WHAT YOU NEED TO DO =>
A verbatim copy of every entry is required.

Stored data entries
*** Begin section ***

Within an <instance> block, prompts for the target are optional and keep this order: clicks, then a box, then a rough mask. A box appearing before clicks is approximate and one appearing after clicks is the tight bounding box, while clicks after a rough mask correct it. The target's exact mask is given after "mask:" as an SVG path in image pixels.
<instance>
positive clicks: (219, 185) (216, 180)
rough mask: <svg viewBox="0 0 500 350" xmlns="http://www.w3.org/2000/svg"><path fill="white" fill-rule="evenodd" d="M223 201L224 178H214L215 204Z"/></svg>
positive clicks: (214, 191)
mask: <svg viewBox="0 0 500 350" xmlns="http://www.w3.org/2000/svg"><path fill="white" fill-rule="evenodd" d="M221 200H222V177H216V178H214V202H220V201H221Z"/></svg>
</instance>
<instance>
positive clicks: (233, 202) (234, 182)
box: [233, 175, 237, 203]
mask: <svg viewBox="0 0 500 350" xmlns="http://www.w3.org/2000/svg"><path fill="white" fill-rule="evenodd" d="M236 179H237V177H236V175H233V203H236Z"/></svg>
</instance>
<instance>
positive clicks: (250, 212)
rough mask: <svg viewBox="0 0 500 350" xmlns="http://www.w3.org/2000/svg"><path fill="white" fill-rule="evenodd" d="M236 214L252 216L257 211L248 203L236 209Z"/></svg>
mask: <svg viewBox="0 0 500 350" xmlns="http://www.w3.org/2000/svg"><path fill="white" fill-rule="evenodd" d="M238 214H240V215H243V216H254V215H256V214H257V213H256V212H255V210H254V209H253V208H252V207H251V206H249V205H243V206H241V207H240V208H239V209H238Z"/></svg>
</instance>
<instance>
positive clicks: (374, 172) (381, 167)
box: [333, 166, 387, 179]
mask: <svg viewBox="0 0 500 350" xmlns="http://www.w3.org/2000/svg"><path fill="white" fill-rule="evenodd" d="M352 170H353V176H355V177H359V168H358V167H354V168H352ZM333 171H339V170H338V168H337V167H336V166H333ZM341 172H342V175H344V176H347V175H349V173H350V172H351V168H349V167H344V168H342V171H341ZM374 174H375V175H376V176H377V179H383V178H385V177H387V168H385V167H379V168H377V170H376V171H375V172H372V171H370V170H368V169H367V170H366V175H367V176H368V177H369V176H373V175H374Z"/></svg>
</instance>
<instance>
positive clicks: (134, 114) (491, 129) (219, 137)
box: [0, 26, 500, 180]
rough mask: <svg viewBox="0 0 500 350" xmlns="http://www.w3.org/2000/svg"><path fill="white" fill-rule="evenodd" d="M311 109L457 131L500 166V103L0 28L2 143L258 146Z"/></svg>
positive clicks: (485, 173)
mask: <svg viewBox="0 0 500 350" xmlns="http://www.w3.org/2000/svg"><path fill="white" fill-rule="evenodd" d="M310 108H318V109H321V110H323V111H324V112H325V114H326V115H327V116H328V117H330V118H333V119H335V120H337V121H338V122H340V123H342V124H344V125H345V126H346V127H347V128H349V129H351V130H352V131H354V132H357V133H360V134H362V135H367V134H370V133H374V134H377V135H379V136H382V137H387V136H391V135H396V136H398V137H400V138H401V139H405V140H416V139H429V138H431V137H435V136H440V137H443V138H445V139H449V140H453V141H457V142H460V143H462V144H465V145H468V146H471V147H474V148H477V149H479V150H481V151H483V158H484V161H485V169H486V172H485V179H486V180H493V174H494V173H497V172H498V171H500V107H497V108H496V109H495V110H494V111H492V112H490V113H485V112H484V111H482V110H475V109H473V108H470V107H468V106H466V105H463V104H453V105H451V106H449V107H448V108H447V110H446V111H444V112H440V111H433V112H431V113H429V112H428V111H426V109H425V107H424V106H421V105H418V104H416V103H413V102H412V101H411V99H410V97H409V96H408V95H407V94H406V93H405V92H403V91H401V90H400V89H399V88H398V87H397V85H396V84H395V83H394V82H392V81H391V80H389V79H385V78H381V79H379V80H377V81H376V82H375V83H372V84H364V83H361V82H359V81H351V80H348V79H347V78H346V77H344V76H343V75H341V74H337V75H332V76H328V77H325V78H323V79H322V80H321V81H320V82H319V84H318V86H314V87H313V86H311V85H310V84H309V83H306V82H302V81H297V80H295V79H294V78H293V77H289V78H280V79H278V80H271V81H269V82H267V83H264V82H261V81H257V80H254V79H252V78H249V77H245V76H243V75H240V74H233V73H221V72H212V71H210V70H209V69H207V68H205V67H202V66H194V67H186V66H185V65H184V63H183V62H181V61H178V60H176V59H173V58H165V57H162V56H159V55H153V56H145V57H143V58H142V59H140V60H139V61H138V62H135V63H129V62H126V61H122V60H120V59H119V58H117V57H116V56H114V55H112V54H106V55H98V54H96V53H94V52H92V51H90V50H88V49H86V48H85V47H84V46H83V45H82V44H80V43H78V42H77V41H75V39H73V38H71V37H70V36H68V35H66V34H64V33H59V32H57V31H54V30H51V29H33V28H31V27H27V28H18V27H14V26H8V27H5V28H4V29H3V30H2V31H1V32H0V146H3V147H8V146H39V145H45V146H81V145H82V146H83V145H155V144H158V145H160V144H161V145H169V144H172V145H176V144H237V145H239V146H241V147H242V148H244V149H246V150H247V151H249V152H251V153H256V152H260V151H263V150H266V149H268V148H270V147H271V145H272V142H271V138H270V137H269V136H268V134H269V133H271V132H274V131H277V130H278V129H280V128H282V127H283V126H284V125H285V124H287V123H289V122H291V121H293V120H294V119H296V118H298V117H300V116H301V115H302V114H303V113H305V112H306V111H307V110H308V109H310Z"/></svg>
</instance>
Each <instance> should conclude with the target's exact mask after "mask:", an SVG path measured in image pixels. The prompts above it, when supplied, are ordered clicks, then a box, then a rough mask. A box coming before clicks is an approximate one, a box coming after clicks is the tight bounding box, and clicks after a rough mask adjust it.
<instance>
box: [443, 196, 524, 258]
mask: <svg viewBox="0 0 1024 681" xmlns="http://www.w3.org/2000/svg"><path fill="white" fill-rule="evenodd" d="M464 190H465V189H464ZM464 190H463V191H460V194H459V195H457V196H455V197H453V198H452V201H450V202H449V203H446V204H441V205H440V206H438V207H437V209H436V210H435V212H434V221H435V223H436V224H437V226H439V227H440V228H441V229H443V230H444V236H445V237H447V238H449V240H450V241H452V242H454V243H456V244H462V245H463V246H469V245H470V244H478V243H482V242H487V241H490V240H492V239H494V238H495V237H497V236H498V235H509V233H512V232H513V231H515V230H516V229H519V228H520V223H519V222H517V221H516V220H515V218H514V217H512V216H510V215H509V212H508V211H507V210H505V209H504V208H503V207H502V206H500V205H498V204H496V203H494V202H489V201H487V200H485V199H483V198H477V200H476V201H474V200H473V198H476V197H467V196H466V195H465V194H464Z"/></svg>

*** End section ***

WORKED SOLUTION =>
Within an <instance> block, prompts for the target are optional and keep this order: clicks, then a box, then a rough mask. A box appearing before clicks is approximate and one appearing after clicks is the tight bounding box, while clicks after a rough mask correct it. The target's exact mask is given after "mask:" as an SVG path in image pixels.
<instance>
positive clicks: (219, 185) (216, 180)
rough mask: <svg viewBox="0 0 500 350" xmlns="http://www.w3.org/2000/svg"><path fill="white" fill-rule="evenodd" d="M223 201L224 178H214L215 204Z"/></svg>
positive clicks: (214, 191)
mask: <svg viewBox="0 0 500 350" xmlns="http://www.w3.org/2000/svg"><path fill="white" fill-rule="evenodd" d="M221 200H222V177H216V178H214V202H220V201H221Z"/></svg>
</instance>
<instance>
positive clicks: (233, 202) (234, 182)
box: [233, 175, 237, 203]
mask: <svg viewBox="0 0 500 350" xmlns="http://www.w3.org/2000/svg"><path fill="white" fill-rule="evenodd" d="M236 179H237V177H236V175H233V203H236Z"/></svg>
</instance>
<instance>
positive clicks: (250, 212)
rough mask: <svg viewBox="0 0 500 350" xmlns="http://www.w3.org/2000/svg"><path fill="white" fill-rule="evenodd" d="M236 214L252 216L257 211L248 203L236 209Z"/></svg>
mask: <svg viewBox="0 0 500 350" xmlns="http://www.w3.org/2000/svg"><path fill="white" fill-rule="evenodd" d="M238 214H240V215H243V216H254V215H256V214H257V213H256V212H255V210H254V209H253V208H252V207H251V206H249V205H243V206H241V207H240V208H239V209H238Z"/></svg>
</instance>
<instance>
positive clicks: (374, 172) (381, 167)
box: [333, 166, 387, 179]
mask: <svg viewBox="0 0 500 350" xmlns="http://www.w3.org/2000/svg"><path fill="white" fill-rule="evenodd" d="M352 170H353V176H355V177H359V168H358V167H354V168H352ZM333 171H339V170H338V168H337V167H336V166H333ZM341 172H342V175H344V176H347V175H349V173H350V172H351V168H349V167H344V168H342V171H341ZM374 174H375V175H376V176H377V179H383V178H385V177H387V168H385V167H379V168H377V170H376V171H375V172H372V171H370V170H368V169H367V170H366V175H367V176H368V177H369V176H373V175H374Z"/></svg>
</instance>
<instance>
positive clicks: (134, 114) (491, 129) (219, 137)
box: [0, 26, 500, 180]
rough mask: <svg viewBox="0 0 500 350" xmlns="http://www.w3.org/2000/svg"><path fill="white" fill-rule="evenodd" d="M311 109L457 131L500 166V103L0 28L2 143L258 146Z"/></svg>
positive clicks: (485, 173)
mask: <svg viewBox="0 0 500 350" xmlns="http://www.w3.org/2000/svg"><path fill="white" fill-rule="evenodd" d="M310 108H318V109H321V110H323V111H324V112H325V114H326V115H327V116H328V117H330V118H333V119H335V120H337V121H338V122H340V123H342V124H344V125H345V126H346V127H347V128H349V129H351V130H352V131H354V132H357V133H360V134H362V135H367V134H370V133H374V134H377V135H379V136H382V137H387V136H391V135H396V136H398V137H400V138H401V139H405V140H416V139H429V138H431V137H435V136H440V137H443V138H445V139H449V140H453V141H457V142H460V143H462V144H465V145H468V146H471V147H474V148H477V149H479V150H481V151H483V158H484V161H485V169H486V172H485V179H486V180H493V174H494V173H497V172H498V171H500V107H497V108H496V109H495V110H494V111H492V112H490V113H485V112H484V111H482V110H475V109H473V108H470V107H468V106H466V105H463V104H453V105H451V106H449V107H448V108H447V110H446V111H444V112H440V111H433V112H431V113H429V112H428V111H426V109H425V107H424V106H421V105H418V104H416V103H413V102H412V101H411V99H410V97H409V96H408V95H407V94H406V93H405V92H403V91H401V90H400V89H399V88H398V87H397V85H396V84H395V83H394V82H392V81H391V80H389V79H385V78H381V79H379V80H377V81H376V82H375V83H372V84H364V83H361V82H359V81H351V80H348V79H347V78H346V77H344V76H343V75H341V74H337V75H332V76H328V77H325V78H323V79H322V80H321V81H320V82H319V84H318V86H314V87H313V86H311V85H310V84H309V83H306V82H302V81H297V80H295V79H294V78H293V77H289V78H280V79H278V80H271V81H269V82H267V83H264V82H261V81H257V80H254V79H252V78H249V77H245V76H243V75H240V74H233V73H221V72H212V71H210V70H209V69H207V68H205V67H202V66H194V67H186V66H185V65H184V63H183V62H181V61H178V60H176V59H173V58H165V57H162V56H159V55H153V56H145V57H143V58H142V59H140V60H139V61H138V62H135V63H129V62H126V61H122V60H120V59H119V58H117V57H116V56H114V55H112V54H106V55H98V54H96V53H94V52H92V51H90V50H88V49H86V48H85V47H84V46H83V45H82V44H80V43H78V42H77V41H75V39H73V38H71V37H70V36H68V35H66V34H64V33H59V32H57V31H54V30H51V29H33V28H31V27H27V28H18V27H14V26H8V27H5V28H4V29H3V30H2V31H1V32H0V146H3V147H8V146H39V145H45V146H81V145H82V146H83V145H155V144H158V145H160V144H161V145H169V144H172V145H176V144H237V145H239V146H241V147H242V148H244V149H246V150H247V151H249V152H251V153H256V152H260V151H263V150H266V149H268V148H270V147H271V145H272V142H271V138H270V137H269V136H268V134H269V133H271V132H274V131H277V130H278V129H280V128H282V127H283V126H284V125H285V124H287V123H289V122H291V121H293V120H294V119H296V118H298V117H300V116H301V115H302V114H303V113H305V112H306V111H307V110H308V109H310Z"/></svg>
</instance>
Each <instance> should conclude with the target's exact mask after "mask:", an SVG path measured in image pixels. The prompts above it, when supplied, are ordered clicks, then a box, then a rough mask. A box coming before clicks is an approximate one, a box coming after clicks is the tight bounding box, and clicks after a rough mask adjust it.
<instance>
box: [443, 196, 524, 258]
mask: <svg viewBox="0 0 1024 681" xmlns="http://www.w3.org/2000/svg"><path fill="white" fill-rule="evenodd" d="M464 190H465V189H464ZM464 190H463V191H460V194H459V195H457V196H455V197H453V198H452V201H450V202H449V203H446V204H441V205H440V206H438V207H437V209H436V210H435V212H434V221H435V223H436V224H437V226H439V227H440V228H441V229H443V230H444V236H445V237H447V238H449V240H450V241H452V242H454V243H456V244H462V245H463V246H469V245H470V244H478V243H482V242H487V241H490V240H492V239H494V238H495V237H497V236H498V235H509V233H512V232H513V231H515V230H516V229H519V228H520V223H519V222H517V221H516V220H515V218H514V217H512V216H510V215H509V212H508V211H507V210H505V209H504V208H503V207H502V206H500V205H498V204H496V203H494V202H489V201H487V200H485V199H483V198H477V200H476V201H474V200H473V198H476V197H467V196H466V195H465V194H464Z"/></svg>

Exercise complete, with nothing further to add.